_Task to complete_
Without leaving out a single line, copy the records exactly.

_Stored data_
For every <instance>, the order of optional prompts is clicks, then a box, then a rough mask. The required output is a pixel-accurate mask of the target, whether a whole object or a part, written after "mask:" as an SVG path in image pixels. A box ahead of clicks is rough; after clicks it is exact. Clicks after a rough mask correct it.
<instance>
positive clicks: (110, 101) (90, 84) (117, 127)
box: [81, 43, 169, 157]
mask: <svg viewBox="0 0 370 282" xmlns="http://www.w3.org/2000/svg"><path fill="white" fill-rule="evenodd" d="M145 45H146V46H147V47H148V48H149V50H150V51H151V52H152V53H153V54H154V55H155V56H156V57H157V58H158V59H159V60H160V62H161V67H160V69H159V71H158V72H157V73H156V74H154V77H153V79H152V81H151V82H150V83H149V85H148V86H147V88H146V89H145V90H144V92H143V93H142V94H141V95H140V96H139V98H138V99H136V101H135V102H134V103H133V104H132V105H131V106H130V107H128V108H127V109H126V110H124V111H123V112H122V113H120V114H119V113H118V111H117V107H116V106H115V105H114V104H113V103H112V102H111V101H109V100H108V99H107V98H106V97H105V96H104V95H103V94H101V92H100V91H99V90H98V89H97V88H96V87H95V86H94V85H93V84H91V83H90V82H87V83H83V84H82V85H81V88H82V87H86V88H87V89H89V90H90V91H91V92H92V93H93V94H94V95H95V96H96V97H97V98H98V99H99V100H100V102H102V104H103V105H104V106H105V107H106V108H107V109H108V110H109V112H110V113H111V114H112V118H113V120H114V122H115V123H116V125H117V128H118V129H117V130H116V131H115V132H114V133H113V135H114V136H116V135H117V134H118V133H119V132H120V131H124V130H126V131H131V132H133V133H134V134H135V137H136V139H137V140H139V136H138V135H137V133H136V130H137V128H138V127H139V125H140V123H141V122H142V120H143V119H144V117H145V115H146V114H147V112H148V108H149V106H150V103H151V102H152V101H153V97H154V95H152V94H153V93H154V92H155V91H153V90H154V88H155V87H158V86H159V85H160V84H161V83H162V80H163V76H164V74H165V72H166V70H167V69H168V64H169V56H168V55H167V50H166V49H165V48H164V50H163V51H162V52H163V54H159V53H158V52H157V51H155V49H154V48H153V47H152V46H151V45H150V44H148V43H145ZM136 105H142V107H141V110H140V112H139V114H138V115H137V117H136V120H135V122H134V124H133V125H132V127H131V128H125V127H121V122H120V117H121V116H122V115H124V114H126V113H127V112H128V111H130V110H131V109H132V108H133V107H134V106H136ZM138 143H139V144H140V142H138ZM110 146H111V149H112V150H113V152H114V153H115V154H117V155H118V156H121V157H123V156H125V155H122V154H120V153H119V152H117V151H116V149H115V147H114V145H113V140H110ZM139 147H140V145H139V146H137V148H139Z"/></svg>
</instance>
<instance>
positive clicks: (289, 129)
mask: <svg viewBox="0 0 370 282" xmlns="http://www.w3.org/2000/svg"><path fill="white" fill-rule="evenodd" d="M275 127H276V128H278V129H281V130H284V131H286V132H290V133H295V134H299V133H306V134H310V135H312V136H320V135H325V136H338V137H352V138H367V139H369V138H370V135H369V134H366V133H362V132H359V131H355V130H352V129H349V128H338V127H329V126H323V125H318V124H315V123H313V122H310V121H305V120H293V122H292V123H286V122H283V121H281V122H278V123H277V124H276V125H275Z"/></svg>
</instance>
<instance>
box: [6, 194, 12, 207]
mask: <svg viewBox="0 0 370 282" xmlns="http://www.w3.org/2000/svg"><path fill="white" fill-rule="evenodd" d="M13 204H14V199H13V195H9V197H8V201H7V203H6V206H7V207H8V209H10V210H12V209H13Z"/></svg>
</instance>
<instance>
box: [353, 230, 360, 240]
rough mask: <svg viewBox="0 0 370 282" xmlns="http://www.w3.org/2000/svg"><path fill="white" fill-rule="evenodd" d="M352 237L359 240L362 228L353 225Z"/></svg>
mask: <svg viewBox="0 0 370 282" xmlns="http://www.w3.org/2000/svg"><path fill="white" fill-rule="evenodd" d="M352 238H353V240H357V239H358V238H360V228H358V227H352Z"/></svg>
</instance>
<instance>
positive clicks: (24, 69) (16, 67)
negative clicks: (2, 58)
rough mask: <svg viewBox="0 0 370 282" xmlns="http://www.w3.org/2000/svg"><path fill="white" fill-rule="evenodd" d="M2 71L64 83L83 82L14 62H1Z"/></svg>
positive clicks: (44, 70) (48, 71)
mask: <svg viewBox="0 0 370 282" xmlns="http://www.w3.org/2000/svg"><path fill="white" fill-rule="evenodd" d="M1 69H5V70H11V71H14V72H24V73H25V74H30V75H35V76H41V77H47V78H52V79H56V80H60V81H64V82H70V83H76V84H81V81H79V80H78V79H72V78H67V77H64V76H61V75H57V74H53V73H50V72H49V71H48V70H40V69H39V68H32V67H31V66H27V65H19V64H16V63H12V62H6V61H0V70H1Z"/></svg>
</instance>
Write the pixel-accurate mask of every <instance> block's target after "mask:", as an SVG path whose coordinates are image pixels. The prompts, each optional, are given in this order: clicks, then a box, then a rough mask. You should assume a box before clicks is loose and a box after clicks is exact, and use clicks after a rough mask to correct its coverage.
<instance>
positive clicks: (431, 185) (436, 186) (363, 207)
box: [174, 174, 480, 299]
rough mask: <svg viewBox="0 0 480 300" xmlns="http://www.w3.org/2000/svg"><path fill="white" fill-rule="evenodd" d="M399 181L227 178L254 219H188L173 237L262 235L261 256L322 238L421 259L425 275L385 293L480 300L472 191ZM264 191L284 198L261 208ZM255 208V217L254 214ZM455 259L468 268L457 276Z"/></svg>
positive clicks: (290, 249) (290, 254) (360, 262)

_Worked solution_
For every <instance>, the order of optional prompts is clicks, then a box, then a rough mask. The required output is a pixel-accurate mask of the target, whether a whole object or a part, written after "mask:" as an SVG path in image pixels. A box ahead of clicks is rough; after clicks it is exact. Clicks after a rough mask correct it.
<instance>
positive clicks: (110, 101) (90, 84) (117, 127)
box: [81, 43, 169, 157]
mask: <svg viewBox="0 0 370 282" xmlns="http://www.w3.org/2000/svg"><path fill="white" fill-rule="evenodd" d="M145 45H146V46H147V47H148V48H149V50H150V51H151V52H152V53H153V54H154V55H155V56H156V57H157V58H158V59H159V60H160V62H161V67H160V69H159V71H158V72H157V73H156V74H154V77H153V79H152V81H151V82H150V83H149V85H148V86H147V88H146V89H145V90H144V92H143V93H142V94H141V95H140V96H139V98H138V99H136V101H135V102H134V103H133V104H132V105H131V106H130V107H128V108H127V109H126V110H124V111H123V112H122V113H120V114H119V113H118V111H117V107H116V106H115V105H114V104H113V103H112V102H111V101H109V100H108V99H107V98H106V97H105V96H104V95H103V94H101V92H100V91H99V90H98V89H97V88H96V87H95V86H94V85H93V84H91V83H90V82H87V83H83V84H82V85H81V88H82V87H86V88H87V89H89V90H90V91H91V92H92V93H93V94H94V95H95V96H96V97H97V98H98V99H99V100H100V102H102V104H103V105H104V106H105V107H106V108H107V109H108V110H109V112H110V113H111V114H112V118H113V120H114V122H115V123H116V125H117V128H118V129H117V130H116V131H115V132H114V133H113V135H114V136H116V135H117V134H118V133H119V132H120V131H124V130H126V131H131V132H133V133H134V134H135V137H136V139H137V140H139V136H138V135H137V133H136V130H137V128H138V127H139V125H140V123H141V122H142V120H143V119H144V117H145V115H146V114H147V112H148V108H149V106H150V103H151V102H152V101H153V97H154V95H152V94H153V93H154V92H155V91H153V90H154V88H155V87H158V86H159V85H160V84H161V83H162V80H163V76H164V74H165V72H166V70H167V69H168V64H169V56H168V55H167V50H166V49H165V48H164V50H163V51H162V52H163V54H159V53H158V52H157V51H155V49H154V48H153V47H152V46H151V45H150V44H148V43H145ZM136 105H142V107H141V110H140V112H139V114H138V115H137V117H136V120H135V122H134V124H133V125H132V127H131V128H125V127H121V122H120V117H121V116H122V115H124V114H126V113H127V112H128V111H130V110H131V109H132V108H133V107H134V106H136ZM138 143H139V144H140V142H138ZM110 146H111V149H112V150H113V152H114V153H115V154H117V155H118V156H121V157H123V156H125V155H122V154H120V153H119V152H117V151H116V149H115V147H114V145H113V140H110ZM139 147H140V145H139V146H137V148H139Z"/></svg>
</instance>
<instance>
positive clicks: (289, 129)
mask: <svg viewBox="0 0 370 282" xmlns="http://www.w3.org/2000/svg"><path fill="white" fill-rule="evenodd" d="M275 127H276V128H278V129H281V130H284V131H286V132H290V133H295V134H299V133H306V134H310V135H312V136H320V135H325V136H338V137H352V138H367V139H369V138H370V135H369V134H366V133H362V132H359V131H355V130H352V129H349V128H338V127H329V126H323V125H318V124H315V123H313V122H310V121H305V120H293V122H292V123H286V122H283V121H281V122H278V123H277V124H276V125H275Z"/></svg>
</instance>
<instance>
box: [6, 194, 12, 207]
mask: <svg viewBox="0 0 370 282" xmlns="http://www.w3.org/2000/svg"><path fill="white" fill-rule="evenodd" d="M13 204H14V199H13V195H9V197H8V201H7V203H6V206H7V207H8V209H10V210H12V209H13Z"/></svg>
</instance>
<instance>
box: [353, 230, 360, 240]
rough mask: <svg viewBox="0 0 370 282" xmlns="http://www.w3.org/2000/svg"><path fill="white" fill-rule="evenodd" d="M352 237L359 240L362 228L353 225Z"/></svg>
mask: <svg viewBox="0 0 370 282" xmlns="http://www.w3.org/2000/svg"><path fill="white" fill-rule="evenodd" d="M352 238H353V240H357V239H358V238H360V228H358V227H352Z"/></svg>
</instance>
<instance>
positive clicks: (24, 69) (16, 67)
negative clicks: (2, 58)
rough mask: <svg viewBox="0 0 370 282" xmlns="http://www.w3.org/2000/svg"><path fill="white" fill-rule="evenodd" d="M2 71L64 83L83 82L14 62H1Z"/></svg>
positive clicks: (44, 70) (48, 71)
mask: <svg viewBox="0 0 370 282" xmlns="http://www.w3.org/2000/svg"><path fill="white" fill-rule="evenodd" d="M1 69H5V70H11V71H14V72H24V73H25V74H30V75H35V76H41V77H47V78H52V79H56V80H60V81H64V82H70V83H76V84H81V81H79V80H78V79H72V78H67V77H64V76H61V75H57V74H53V73H50V72H49V71H48V70H40V69H39V68H32V67H31V66H27V65H19V64H16V63H12V62H6V61H0V70H1Z"/></svg>
</instance>
Write the pixel-accurate mask of every <instance> block's target after "mask:", as an SVG path whose coordinates are image pixels. The prompts, each optional, are given in this order: clicks, then a box, then a rough mask. You should assume a box before clicks is loose and a box after clicks is exact, and use clicks after a rough mask to correct its coverage.
<instance>
positive clicks: (431, 185) (436, 186) (363, 207)
box: [174, 174, 480, 299]
rough mask: <svg viewBox="0 0 480 300" xmlns="http://www.w3.org/2000/svg"><path fill="white" fill-rule="evenodd" d="M399 181L227 178L254 219H188L173 237L262 235L261 256L322 238L421 259L425 275L385 293L480 300L472 191ZM264 191L284 198L261 208ZM255 208V217L254 214ZM455 259L468 268L457 276Z"/></svg>
positive clicks: (290, 249) (290, 254) (360, 262)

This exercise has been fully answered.